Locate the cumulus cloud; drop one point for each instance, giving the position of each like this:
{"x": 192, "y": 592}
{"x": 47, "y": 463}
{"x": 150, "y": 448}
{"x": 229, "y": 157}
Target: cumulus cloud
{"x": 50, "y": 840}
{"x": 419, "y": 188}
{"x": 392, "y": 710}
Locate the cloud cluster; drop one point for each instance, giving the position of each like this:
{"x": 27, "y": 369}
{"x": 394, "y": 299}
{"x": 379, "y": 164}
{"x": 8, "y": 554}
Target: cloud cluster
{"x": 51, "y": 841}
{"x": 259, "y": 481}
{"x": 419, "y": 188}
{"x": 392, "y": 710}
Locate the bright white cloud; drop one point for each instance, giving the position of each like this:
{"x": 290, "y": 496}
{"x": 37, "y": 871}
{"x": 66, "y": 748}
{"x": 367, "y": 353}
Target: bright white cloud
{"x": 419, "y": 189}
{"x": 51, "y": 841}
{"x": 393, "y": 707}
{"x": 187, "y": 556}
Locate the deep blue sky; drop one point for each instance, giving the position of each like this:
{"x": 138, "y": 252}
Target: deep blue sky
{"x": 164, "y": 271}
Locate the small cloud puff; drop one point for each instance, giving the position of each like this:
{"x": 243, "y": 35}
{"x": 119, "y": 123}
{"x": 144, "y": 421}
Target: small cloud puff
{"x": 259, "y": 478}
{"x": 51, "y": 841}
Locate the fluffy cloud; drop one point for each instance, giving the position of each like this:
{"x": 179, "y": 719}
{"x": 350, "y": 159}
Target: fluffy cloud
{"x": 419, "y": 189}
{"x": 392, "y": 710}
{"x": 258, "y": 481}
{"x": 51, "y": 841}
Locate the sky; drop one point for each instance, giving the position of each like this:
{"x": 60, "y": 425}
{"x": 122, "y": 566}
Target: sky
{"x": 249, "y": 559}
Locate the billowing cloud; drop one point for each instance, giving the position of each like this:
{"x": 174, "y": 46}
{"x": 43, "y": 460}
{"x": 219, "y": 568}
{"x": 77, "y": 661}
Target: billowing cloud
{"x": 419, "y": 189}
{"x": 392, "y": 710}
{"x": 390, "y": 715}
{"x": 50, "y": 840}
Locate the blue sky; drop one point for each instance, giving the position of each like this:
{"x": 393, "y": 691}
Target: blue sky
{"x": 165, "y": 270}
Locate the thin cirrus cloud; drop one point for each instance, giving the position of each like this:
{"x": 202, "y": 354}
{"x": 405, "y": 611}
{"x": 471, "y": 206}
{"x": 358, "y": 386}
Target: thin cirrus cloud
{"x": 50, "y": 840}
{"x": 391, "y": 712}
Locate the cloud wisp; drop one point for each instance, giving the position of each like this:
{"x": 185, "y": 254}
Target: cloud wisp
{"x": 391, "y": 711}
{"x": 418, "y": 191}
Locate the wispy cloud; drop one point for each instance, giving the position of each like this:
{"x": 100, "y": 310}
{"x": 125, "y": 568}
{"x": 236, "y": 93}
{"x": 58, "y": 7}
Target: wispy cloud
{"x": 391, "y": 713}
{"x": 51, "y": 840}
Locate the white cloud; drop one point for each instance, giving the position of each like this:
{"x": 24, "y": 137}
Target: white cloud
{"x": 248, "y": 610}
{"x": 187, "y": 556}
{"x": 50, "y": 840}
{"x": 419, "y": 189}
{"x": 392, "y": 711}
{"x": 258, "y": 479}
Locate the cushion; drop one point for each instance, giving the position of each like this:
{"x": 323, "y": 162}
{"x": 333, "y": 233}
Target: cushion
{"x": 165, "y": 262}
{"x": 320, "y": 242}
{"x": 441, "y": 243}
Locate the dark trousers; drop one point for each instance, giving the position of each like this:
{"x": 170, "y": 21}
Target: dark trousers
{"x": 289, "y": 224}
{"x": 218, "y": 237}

--- Work request ---
Each record above should be set down again in its exact wording.

--- Solution for this task ---
Locate the cumulus cloud; drop one point for each instance, giving the position of each like this:
{"x": 192, "y": 592}
{"x": 47, "y": 463}
{"x": 150, "y": 448}
{"x": 229, "y": 157}
Target: cumulus cloud
{"x": 50, "y": 840}
{"x": 419, "y": 188}
{"x": 392, "y": 710}
Locate the cloud cluster; drop one point for each instance, giving the position of each like this:
{"x": 27, "y": 369}
{"x": 394, "y": 299}
{"x": 379, "y": 164}
{"x": 8, "y": 554}
Target: cloud cluster
{"x": 51, "y": 841}
{"x": 259, "y": 481}
{"x": 419, "y": 188}
{"x": 392, "y": 710}
Locate the bright white cloud; drop one point for each instance, giving the position of each like this:
{"x": 290, "y": 496}
{"x": 37, "y": 871}
{"x": 66, "y": 748}
{"x": 367, "y": 353}
Target: bright white cloud
{"x": 419, "y": 189}
{"x": 51, "y": 841}
{"x": 393, "y": 707}
{"x": 187, "y": 556}
Locate the deep blue sky; drop one point for each instance, giving the position of each like this:
{"x": 138, "y": 252}
Target: deep blue sky
{"x": 164, "y": 271}
Locate the small cloud puff; drop one point for each instance, giving the position of each like this:
{"x": 243, "y": 35}
{"x": 119, "y": 123}
{"x": 144, "y": 421}
Target: small cloud puff
{"x": 259, "y": 478}
{"x": 51, "y": 841}
Locate the fluffy cloud; drop one point for each instance, giving the position of each like this:
{"x": 179, "y": 719}
{"x": 350, "y": 159}
Target: fluffy cloud
{"x": 419, "y": 189}
{"x": 392, "y": 710}
{"x": 258, "y": 481}
{"x": 51, "y": 841}
Locate the sky; drop one point for each instance, giving the position of each like this:
{"x": 60, "y": 425}
{"x": 122, "y": 566}
Target: sky
{"x": 249, "y": 559}
Locate the billowing cloud; drop one point for each instance, giving the position of each like this:
{"x": 174, "y": 46}
{"x": 43, "y": 460}
{"x": 219, "y": 568}
{"x": 77, "y": 661}
Target: billowing cloud
{"x": 419, "y": 189}
{"x": 392, "y": 710}
{"x": 390, "y": 715}
{"x": 50, "y": 840}
Locate the blue sky; drop one point for each instance, giving the position of each like this:
{"x": 393, "y": 691}
Target: blue sky
{"x": 165, "y": 270}
Locate the thin cirrus cloud; drop one point for each instance, giving the position of each like this:
{"x": 202, "y": 354}
{"x": 405, "y": 611}
{"x": 471, "y": 206}
{"x": 358, "y": 386}
Target: thin cirrus cloud
{"x": 50, "y": 840}
{"x": 391, "y": 712}
Locate the cloud wisp; drop one point for each instance, giving the position of each like this:
{"x": 185, "y": 254}
Target: cloud wisp
{"x": 391, "y": 711}
{"x": 418, "y": 191}
Locate the wispy cloud; drop one point for each instance, giving the position of each like this:
{"x": 100, "y": 310}
{"x": 125, "y": 568}
{"x": 236, "y": 93}
{"x": 58, "y": 7}
Target: wispy cloud
{"x": 391, "y": 713}
{"x": 51, "y": 840}
Locate the white cloud; drop one point for each instance, giving the position of each like this:
{"x": 24, "y": 137}
Target: white cloud
{"x": 248, "y": 610}
{"x": 187, "y": 556}
{"x": 50, "y": 840}
{"x": 419, "y": 189}
{"x": 392, "y": 711}
{"x": 258, "y": 479}
Locate the cushion; drop one point for each instance, giving the position of each like this:
{"x": 323, "y": 162}
{"x": 333, "y": 233}
Target: cushion
{"x": 165, "y": 262}
{"x": 320, "y": 242}
{"x": 441, "y": 243}
Locate the dark trousers; drop one point for each instance, giving the position of each like this:
{"x": 170, "y": 21}
Target: dark trousers
{"x": 289, "y": 224}
{"x": 218, "y": 237}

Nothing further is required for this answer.